Exercise brief:
Count the lines in the material below that contain the string "instance", with case mattering. Reply with the number alone.

Records for the exercise:

--------------------------------------------------

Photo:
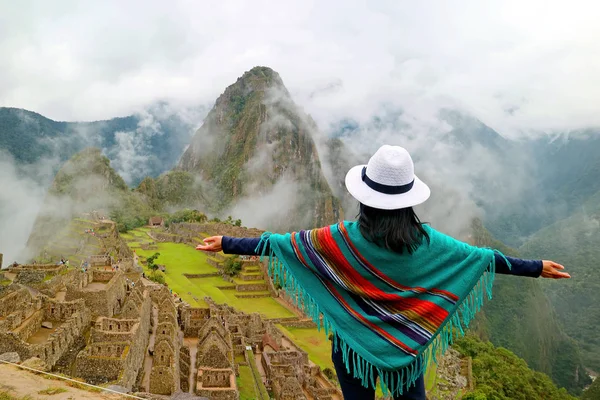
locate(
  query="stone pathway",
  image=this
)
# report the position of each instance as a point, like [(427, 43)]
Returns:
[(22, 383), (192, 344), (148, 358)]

--------------------------------------------------

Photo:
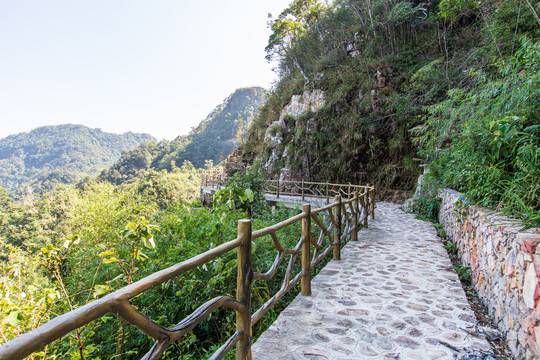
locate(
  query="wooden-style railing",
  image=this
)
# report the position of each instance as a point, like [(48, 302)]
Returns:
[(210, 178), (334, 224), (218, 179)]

--------------------------------------------------

Written response:
2